Please repeat exactly the lines below from the one containing "Mark a point on each instance of the woman's arm" down to the one containing "Mark a point on each instance of the wooden", both included, and nothing else.

● ● ● ●

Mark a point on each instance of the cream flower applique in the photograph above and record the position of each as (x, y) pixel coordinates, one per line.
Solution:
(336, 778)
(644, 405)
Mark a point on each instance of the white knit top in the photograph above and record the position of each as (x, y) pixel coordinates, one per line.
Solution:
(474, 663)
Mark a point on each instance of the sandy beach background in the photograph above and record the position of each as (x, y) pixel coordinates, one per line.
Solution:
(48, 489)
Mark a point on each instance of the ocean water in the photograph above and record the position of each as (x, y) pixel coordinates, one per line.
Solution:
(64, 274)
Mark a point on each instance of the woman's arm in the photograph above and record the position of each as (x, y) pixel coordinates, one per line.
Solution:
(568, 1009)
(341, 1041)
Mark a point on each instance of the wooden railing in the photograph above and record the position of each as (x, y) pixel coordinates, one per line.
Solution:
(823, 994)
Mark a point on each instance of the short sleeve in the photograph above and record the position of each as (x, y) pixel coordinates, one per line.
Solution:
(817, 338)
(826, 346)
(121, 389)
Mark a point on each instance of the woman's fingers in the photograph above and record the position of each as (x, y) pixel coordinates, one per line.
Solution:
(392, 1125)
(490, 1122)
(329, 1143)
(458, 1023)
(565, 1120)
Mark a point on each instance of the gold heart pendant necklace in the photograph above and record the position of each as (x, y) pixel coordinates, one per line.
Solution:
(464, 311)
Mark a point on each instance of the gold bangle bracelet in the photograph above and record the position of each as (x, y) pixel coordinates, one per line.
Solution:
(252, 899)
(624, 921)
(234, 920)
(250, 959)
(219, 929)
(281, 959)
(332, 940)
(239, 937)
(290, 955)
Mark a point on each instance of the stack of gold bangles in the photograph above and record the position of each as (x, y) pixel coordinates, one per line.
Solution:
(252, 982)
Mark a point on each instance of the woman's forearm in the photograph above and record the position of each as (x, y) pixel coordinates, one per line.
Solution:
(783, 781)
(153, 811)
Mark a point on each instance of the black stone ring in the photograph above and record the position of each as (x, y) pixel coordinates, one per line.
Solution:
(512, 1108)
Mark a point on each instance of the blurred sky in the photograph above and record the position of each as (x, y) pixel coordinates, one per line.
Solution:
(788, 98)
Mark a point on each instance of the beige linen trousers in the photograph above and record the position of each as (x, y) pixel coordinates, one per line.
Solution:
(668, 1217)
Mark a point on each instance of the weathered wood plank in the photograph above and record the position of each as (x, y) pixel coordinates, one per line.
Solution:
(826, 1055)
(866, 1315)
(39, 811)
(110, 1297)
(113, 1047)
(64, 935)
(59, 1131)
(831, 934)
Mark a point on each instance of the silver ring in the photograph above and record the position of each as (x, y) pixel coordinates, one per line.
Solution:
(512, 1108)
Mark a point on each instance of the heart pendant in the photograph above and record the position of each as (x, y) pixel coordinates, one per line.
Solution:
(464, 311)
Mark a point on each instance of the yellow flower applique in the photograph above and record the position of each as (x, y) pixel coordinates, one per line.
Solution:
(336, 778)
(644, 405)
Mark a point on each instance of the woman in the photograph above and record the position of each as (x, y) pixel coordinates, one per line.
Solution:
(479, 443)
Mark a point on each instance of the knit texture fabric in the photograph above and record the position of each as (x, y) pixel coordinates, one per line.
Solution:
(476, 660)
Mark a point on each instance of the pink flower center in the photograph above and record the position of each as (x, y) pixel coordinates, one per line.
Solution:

● ● ● ●

→ Output below
Mark a point on each instance of the woman's arm in the photograph above and record the position of each as (x, y) pixel coordinates, one per line.
Solution:
(568, 1009)
(341, 1041)
Mark a point on each instance of the wooden railing in the photograph above and record the position of each as (x, y) pixel coordinates, one per line.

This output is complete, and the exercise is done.